======== DATASET CONTENT
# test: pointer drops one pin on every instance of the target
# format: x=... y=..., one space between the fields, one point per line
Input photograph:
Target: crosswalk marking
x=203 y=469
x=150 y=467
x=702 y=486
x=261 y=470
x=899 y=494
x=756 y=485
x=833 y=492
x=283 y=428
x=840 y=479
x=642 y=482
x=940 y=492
================
The entries are to be transcribed exactly, each line in full.

# test: pointer drops one pin on every instance of the target
# format: x=... y=..., one space between the fields, one point per line
Input photograph:
Target: crosswalk marking
x=203 y=469
x=150 y=467
x=702 y=486
x=261 y=470
x=899 y=494
x=756 y=485
x=833 y=492
x=283 y=428
x=840 y=479
x=642 y=482
x=940 y=492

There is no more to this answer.